DESCRIPTION OF THE TASK:
Can you reproduce the part of the Ferplast hutch thread between "as an indoor" and "(Dec 8, 2012)", inclusive?

EXCERPT TO READ:
╭──

# ferplast replacement hutch parts



## lizzy1958 (Nov 10, 2013)

I recently purchased a Ferplast grand lodge 140 plus from amazon only to find that there was one locking catch missing (should have been 4 but only 3) rather than dismantle and send it back i was wondering if anyone has any idea who to contact regarding a replacement. I have tried contacting Ferplast directly but had no answer, thanks.


----------



## Lil Miss (Dec 11, 2010)

i would dismantle it and send it back, its not really big enough nor suitable for a rabbit any way and for that amount of money you can get much betterm much bigger, uch more suitable accomidation


----------



## sskmick (Feb 4, 2008)

Lil Miss said:


> i would dismantle it and send it back, its not really big enough nor suitable for a rabbit any way and for that amount of money you can get much betterm much bigger, uch more suitable accomidation


I am interested in this are these hutches indoor hutches? if so, can you post a link to a suitable size indoor hutch. If I have got this wrong just ignore my post.


----------



## Lil Miss (Dec 11, 2010)

sskmick said:


> I am interested in this are these hutches indoor hutches? if so, can you post a link to a suitable size indoor hutch. If I have got this wrong just ignore my post.


they are "designed" as out door hutches, which is why the roof is slanted and they do covers for the fronts
PROTECTIVE ROLLER GRAND LODGE

as an indoor hutch it would make a decent base, but a dog crate wit a pen would be a much cheaper and more roomy option


----------



## Funky (Dec 8, 2012)

sskmick said:


> I am interested in this are these hutches indoor hutches? if so, can you post a link to a suitable size indoor hutch. If I have got this wrong just ignore my post.


I am not sure of they are indoor but we were thinking som point to get those for Funky -but he was out of his cage at all times so it wasn't point

Rabbit Cottage Indoor Hutch by Ferplast (Available in Selected Stores Only) | Pets at Home


----------

╰──

COLLECTED DATA:
╭──

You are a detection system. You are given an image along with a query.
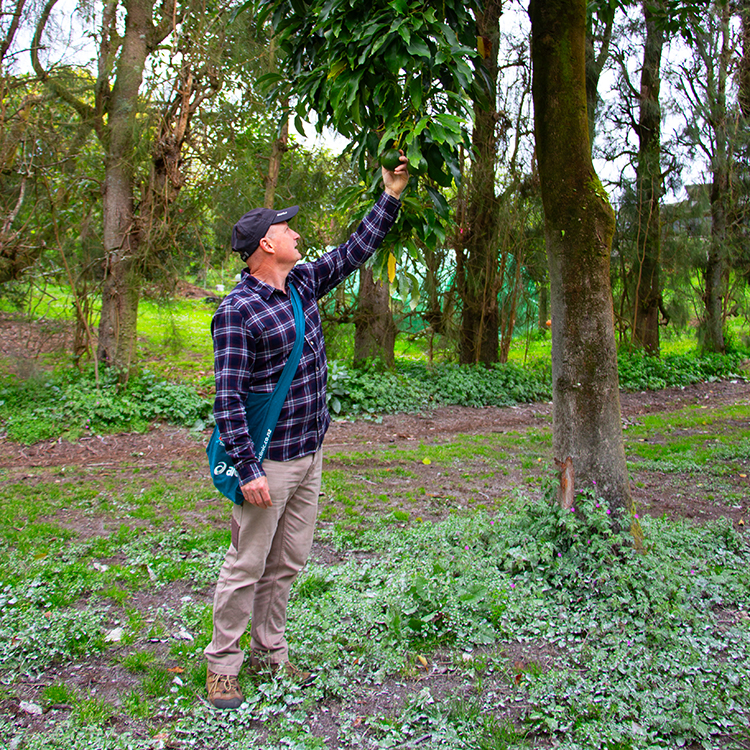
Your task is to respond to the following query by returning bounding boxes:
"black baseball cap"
[232,206,299,261]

╰──

SOLUTION FOR THIS EXERCISE:
as an indoor hutch it would make a decent base, but a dog crate wit a pen would be a much cheaper and more roomy option


----------



## Funky (Dec 8, 2012)